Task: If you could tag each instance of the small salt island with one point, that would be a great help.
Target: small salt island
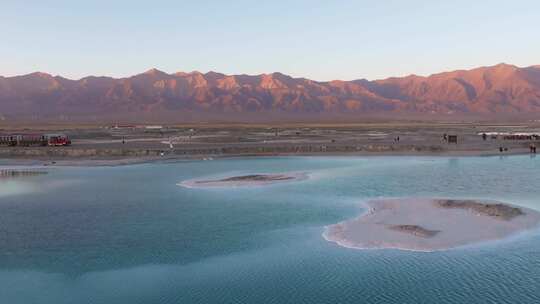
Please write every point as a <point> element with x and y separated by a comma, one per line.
<point>245,180</point>
<point>431,224</point>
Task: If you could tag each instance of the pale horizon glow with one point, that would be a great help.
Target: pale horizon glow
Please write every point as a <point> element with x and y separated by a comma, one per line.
<point>320,40</point>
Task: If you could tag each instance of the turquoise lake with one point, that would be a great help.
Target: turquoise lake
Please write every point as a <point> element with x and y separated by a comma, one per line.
<point>130,234</point>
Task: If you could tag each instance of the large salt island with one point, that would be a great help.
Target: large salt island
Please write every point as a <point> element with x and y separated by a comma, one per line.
<point>246,180</point>
<point>431,224</point>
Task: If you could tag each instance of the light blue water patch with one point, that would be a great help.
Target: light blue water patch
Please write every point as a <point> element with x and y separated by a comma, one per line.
<point>130,234</point>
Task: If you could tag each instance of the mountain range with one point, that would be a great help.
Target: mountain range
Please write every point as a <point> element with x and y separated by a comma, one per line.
<point>495,90</point>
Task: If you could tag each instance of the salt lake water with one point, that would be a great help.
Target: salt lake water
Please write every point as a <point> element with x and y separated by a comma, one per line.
<point>130,234</point>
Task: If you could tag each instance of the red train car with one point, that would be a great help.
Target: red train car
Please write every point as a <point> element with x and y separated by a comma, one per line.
<point>58,140</point>
<point>27,140</point>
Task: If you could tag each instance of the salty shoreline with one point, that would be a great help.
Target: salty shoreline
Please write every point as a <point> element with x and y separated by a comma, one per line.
<point>245,180</point>
<point>116,161</point>
<point>428,225</point>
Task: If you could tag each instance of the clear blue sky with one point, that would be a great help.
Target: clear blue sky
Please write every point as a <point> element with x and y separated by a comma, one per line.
<point>322,40</point>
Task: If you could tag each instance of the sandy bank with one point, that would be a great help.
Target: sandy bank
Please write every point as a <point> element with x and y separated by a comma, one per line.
<point>431,224</point>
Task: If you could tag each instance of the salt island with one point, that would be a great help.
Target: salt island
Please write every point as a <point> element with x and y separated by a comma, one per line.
<point>246,180</point>
<point>431,224</point>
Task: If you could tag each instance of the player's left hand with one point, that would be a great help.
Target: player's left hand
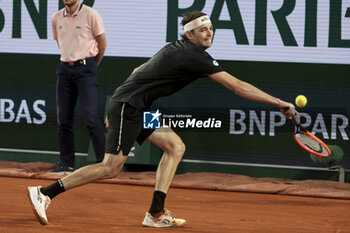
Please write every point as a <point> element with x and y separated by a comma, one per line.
<point>288,110</point>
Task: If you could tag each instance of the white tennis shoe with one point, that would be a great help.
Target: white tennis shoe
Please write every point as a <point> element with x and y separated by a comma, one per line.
<point>165,220</point>
<point>39,202</point>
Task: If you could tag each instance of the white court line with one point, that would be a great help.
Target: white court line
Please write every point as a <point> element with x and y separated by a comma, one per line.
<point>256,165</point>
<point>37,151</point>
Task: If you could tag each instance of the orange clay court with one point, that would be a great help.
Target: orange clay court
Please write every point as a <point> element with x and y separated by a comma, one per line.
<point>117,207</point>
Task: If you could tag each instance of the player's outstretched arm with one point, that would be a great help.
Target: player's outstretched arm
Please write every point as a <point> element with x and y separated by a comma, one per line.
<point>250,92</point>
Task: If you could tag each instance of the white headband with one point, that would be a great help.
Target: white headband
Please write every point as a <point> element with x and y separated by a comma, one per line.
<point>196,23</point>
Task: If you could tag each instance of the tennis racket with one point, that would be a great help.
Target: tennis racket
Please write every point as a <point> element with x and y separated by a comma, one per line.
<point>308,141</point>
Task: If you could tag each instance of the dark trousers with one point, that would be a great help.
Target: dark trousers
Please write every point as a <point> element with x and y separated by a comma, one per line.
<point>76,81</point>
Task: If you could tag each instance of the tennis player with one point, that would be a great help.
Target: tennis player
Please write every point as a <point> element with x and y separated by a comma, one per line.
<point>171,69</point>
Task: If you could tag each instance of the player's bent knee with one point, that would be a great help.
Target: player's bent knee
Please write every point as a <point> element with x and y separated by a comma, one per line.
<point>178,149</point>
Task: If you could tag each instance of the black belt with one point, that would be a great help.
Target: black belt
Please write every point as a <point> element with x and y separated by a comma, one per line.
<point>76,63</point>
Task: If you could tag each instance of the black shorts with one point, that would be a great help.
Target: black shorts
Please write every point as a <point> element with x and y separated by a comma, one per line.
<point>125,127</point>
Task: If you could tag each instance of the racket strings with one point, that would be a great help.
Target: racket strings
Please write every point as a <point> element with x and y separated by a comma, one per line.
<point>312,144</point>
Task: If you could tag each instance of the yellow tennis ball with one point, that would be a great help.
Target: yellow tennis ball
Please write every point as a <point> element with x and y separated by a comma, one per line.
<point>301,101</point>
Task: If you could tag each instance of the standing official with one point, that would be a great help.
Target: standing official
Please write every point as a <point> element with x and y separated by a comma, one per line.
<point>79,32</point>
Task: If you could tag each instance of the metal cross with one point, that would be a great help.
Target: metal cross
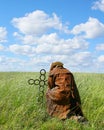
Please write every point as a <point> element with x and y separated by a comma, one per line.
<point>41,82</point>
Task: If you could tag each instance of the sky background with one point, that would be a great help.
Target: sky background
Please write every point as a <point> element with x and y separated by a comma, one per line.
<point>35,33</point>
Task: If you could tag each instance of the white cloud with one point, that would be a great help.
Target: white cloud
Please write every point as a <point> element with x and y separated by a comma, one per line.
<point>101,59</point>
<point>22,49</point>
<point>1,47</point>
<point>93,28</point>
<point>38,22</point>
<point>3,34</point>
<point>100,47</point>
<point>99,4</point>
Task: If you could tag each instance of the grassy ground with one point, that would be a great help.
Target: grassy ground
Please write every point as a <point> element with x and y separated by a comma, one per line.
<point>19,109</point>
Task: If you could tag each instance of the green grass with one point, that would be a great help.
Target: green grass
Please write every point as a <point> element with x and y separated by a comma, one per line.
<point>19,109</point>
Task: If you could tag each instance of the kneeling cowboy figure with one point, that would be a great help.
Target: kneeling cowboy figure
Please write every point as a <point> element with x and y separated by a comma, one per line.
<point>62,96</point>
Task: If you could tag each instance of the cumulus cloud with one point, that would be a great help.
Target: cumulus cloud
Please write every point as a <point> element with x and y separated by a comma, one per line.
<point>50,44</point>
<point>98,5</point>
<point>100,47</point>
<point>1,47</point>
<point>38,22</point>
<point>3,34</point>
<point>22,49</point>
<point>101,59</point>
<point>93,28</point>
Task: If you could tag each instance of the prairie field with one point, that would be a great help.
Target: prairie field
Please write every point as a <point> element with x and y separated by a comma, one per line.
<point>21,110</point>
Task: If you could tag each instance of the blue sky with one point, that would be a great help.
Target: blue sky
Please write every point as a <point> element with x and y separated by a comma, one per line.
<point>35,33</point>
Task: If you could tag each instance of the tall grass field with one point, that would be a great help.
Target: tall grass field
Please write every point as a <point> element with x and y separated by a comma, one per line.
<point>20,109</point>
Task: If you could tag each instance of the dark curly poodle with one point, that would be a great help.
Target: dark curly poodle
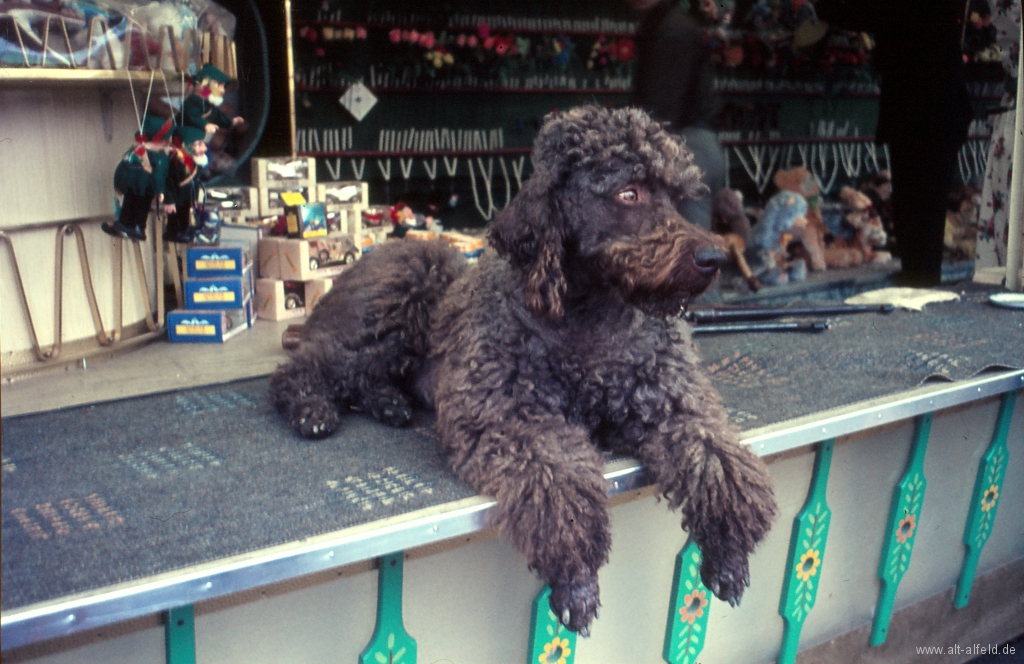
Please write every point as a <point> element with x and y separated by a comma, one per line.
<point>568,342</point>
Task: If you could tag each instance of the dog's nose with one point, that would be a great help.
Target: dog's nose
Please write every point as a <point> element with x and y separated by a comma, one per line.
<point>710,259</point>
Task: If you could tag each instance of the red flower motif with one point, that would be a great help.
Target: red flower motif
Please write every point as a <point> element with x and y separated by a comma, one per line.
<point>624,49</point>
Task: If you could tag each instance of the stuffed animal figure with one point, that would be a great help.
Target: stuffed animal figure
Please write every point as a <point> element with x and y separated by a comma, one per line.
<point>962,224</point>
<point>868,237</point>
<point>729,221</point>
<point>768,255</point>
<point>879,188</point>
<point>812,236</point>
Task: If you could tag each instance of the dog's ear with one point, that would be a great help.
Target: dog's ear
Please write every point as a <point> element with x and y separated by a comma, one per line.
<point>530,234</point>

Set exercise:
Copy out all of the data above word for word, leaving out the pictures.

Written answer:
Task: If you could tag each instance of the small salt island with one point, that would be a great help.
Target: small salt island
Please write every point as a <point> element with x and y separated by a comma, one per line.
<point>245,180</point>
<point>431,224</point>
Task: If you could tag each instance of the pale horizon glow with one point, that would be a great help.
Target: pale horizon glow
Please write every point as a <point> element with x and y separated by a comma, one per line.
<point>320,40</point>
Task: If you could tag each instance of the turquoise lake with one point, that would be a great help.
Target: turquoise lake
Please write every point as a <point> element with x and y separated by a comma, one per line.
<point>130,234</point>
Task: If you could tag each instance of the large salt island with one point, that would be a great help.
Target: large salt island
Please write every point as a <point> element with x and y separated by a comma, one per line.
<point>246,180</point>
<point>431,224</point>
Task: If you could tag each instance of the light blue water patch with one point, that would be a great help.
Target: light blue water patch
Please write every point as a <point> element with x and y separated by a comma, one per line.
<point>130,234</point>
Task: If you could tag each instance of the mountain range with one point, that would be a great help.
Target: mountain range
Please write every point as a <point> element with x and y separated by a comma, one per line.
<point>495,90</point>
Task: If you could tag each instance of the salt lake water with one point, that would be a great help.
Target: salt lake water
Please write every point as a <point> element with x and y separated by a comma, one per line.
<point>130,234</point>
Task: If you could tag each instance of the red train car with one point, that would be a great help.
Target: red train car
Please write every point as a <point> element with x and y separated by a comma, one per line.
<point>58,140</point>
<point>27,140</point>
Task: If you could tag each instance of the salty shoreline with one point, that would be a great help.
Target: salty shoreline
Please write every point as a <point> element with x and y separated by a comma, one per line.
<point>245,180</point>
<point>116,161</point>
<point>428,225</point>
Task: If you could tag each instance of the clear blue sky with one point, that would be a great help.
Target: clear blue sky
Please write every point as a <point> element with x and y separated by a comma, one per line.
<point>322,40</point>
Task: If you could tag each instance of the sandy bank with one point, that would be a great help.
Target: sandy bank
Please write every point as a <point> element with x and y separated by a comma, one per line.
<point>431,224</point>
Task: If you could tag each instance of the salt island with one point, that would be a great help.
Target: salt island
Please write every point as a <point> element with x and y separated by a comma, one per line.
<point>246,180</point>
<point>431,224</point>
Task: If you could tag each instance of the player's left hand with one point, that would be a great help.
Target: player's left hand
Please write every point as a <point> element with x and y separated by a comma, one per line.
<point>288,110</point>
Task: If you could tag each instance of the white tennis shoe with one point, that would be a great help.
Target: white tennis shoe
Please write every point as a <point> element with x and y separated by a comma, one per line.
<point>165,220</point>
<point>39,202</point>
Task: If you could tag each instance of the white court line with one point, that would be a great help.
Target: white court line
Please write every point as a <point> element with x and y separated by a comma, one per line.
<point>256,165</point>
<point>37,151</point>
Task: If you could tag each instance of the orange clay court with one point, that would be a great help.
Target: orange clay court
Please write every point as a <point> element with x and y separated by a comma, one per line.
<point>117,207</point>
Task: If you could tag each instance of the player's outstretched arm with one point, that would be a great help.
Target: player's outstretched arm
Please write every point as a <point> element with x and y separated by a comma, one per line.
<point>250,92</point>
Task: If you could tag each instance of the white headband with one point, that would be a great help.
Target: white headband
Please write every point as a <point> element with x and y separated by a comma, one per line.
<point>196,23</point>
Task: If you could tag each instance of the tennis racket with one point, that would be a great help.
Target: tennis racket
Please write every point as a <point> element with x and y separated by a comma, one per line.
<point>308,141</point>
Task: If you could tag each instance of the dark trousers with one point, that would be a great help.
Target: dark trousers
Please write every point as a <point> element with x and y separated by a comma, one per line.
<point>76,81</point>
Task: If you could tag each instance of the tennis player with one point, that would be a great help.
Target: tennis player
Please write every point as a <point> element with x and y separated by a comma, one per line.
<point>171,69</point>
Task: If you could tag each instance of the player's bent knee with one point, that would be a great help.
Target: player's bent knee
Please write every point as a <point> element with x and y separated by a comma, one per line.
<point>178,149</point>
Task: If you could tag each instance of the black belt with one point, that would be a great help.
Target: black belt
Please write every point as a <point> element with x and y separated by a comma, one per line.
<point>76,63</point>
Task: If you could tag each instance of the black shorts with one point, that would be a great help.
Target: black shorts
Please write every point as a <point> element with x and y separated by a comma, one per line.
<point>125,127</point>
Task: If you could tag each instance of the racket strings with one point, that would be a great help.
Target: racket strings
Please write every point as a <point> element with x and y separated by a comma, one per line.
<point>312,144</point>
Task: If you could tag each instance of the yellow tennis ball with one point, that would be a great help.
Target: yellow tennis ball
Please write every point as a <point> element with x and y separated by a comma, one per line.
<point>301,101</point>
Task: If you could tag each instance of the standing official with one point, that would be a great help.
Target: standing official
Please write every point as a <point> element with x and y separated by a comma, one per line.
<point>79,32</point>
Task: If you could tag each instance of the metal cross with one point, that would be a great help.
Target: metal cross
Please write every point as a <point> element with x and y separated by a comma, one per line.
<point>41,82</point>
Task: If you could tag each instance of the sky background with one point, that would be a great help.
Target: sky background
Please write every point as a <point> element with x and y separated by a comma, one per line.
<point>35,33</point>
Task: If you could tag each instance of the white cloud with one point, that would be a great help.
Target: white cloud
Please write every point as a <point> element with x and y separated by a comma, one per line.
<point>101,59</point>
<point>22,49</point>
<point>1,47</point>
<point>93,28</point>
<point>38,22</point>
<point>3,34</point>
<point>100,47</point>
<point>99,4</point>
Task: If you could tag each instance of the grassy ground with one point, that would be a great help.
Target: grassy ground
Please write every point as a <point> element with x and y separated by a comma, one per line.
<point>19,109</point>
Task: If you could tag each instance of the green grass with one point, that would be a great help.
Target: green grass
Please write every point as a <point> element with x and y separated by a comma, one per line.
<point>19,109</point>
Task: If you could tag each instance of the kneeling cowboy figure with one point, that would be a great help.
Target: kneeling cowboy figure
Please write every point as a <point> element with x and y separated by a comma, one per line.
<point>62,96</point>
Task: If you could tag each instance of the cumulus cloud with one point, that would be a great help.
Target: cumulus cloud
Please write every point as a <point> element with x and y separated by a comma, one per line.
<point>50,44</point>
<point>98,5</point>
<point>100,47</point>
<point>1,47</point>
<point>38,22</point>
<point>3,34</point>
<point>22,49</point>
<point>101,59</point>
<point>93,28</point>
Task: If you could tag each instance of the prairie field with one point, that would be a great help.
Target: prairie field
Please write every point as a <point> element with x and y separated by a comma, one per line.
<point>21,110</point>
Task: If you could tag each instance of the blue sky with one point, that would be a great help.
Target: blue sky
Please write every point as a <point> element with x and y separated by a comma, one per line.
<point>35,33</point>
Task: If you could tag each instance of the tall grass field with one point, that would be a great help.
Target: tall grass field
Please write every point as a <point> element with x and y separated by a comma, one per line.
<point>20,109</point>
Task: If you could tag each instance of the dark curly poodle with one point, that would be a great help.
Target: dark curly poodle
Please write every point as a <point> element with x and y separated by a comma, one per line.
<point>568,342</point>
Task: If you could tag each instance of the dog's nose with one point, that would be a great help.
Target: dog's nose
Please write every point as a <point> element with x and y separated by a comma, one per line.
<point>710,259</point>
Task: If you could tag each instance of the red flower motif with one point, that would be a great help.
Target: red flower motif
Please write every point as a <point> element with x and y separated by a comma, one per line.
<point>624,49</point>
Task: If you could tag each instance of the stuffed animal figure with one point, that would be a great help.
Target: stuffed animal figure
Please write every point as a <point> element with x and y separated by a comma, one per line.
<point>962,224</point>
<point>868,237</point>
<point>729,221</point>
<point>768,255</point>
<point>879,188</point>
<point>812,236</point>
Task: If you could tag each instance of the dog's ear with one point, that would be a great help.
Target: dog's ear
Please write every point as a <point> element with x and y separated by a comma, one per line.
<point>530,234</point>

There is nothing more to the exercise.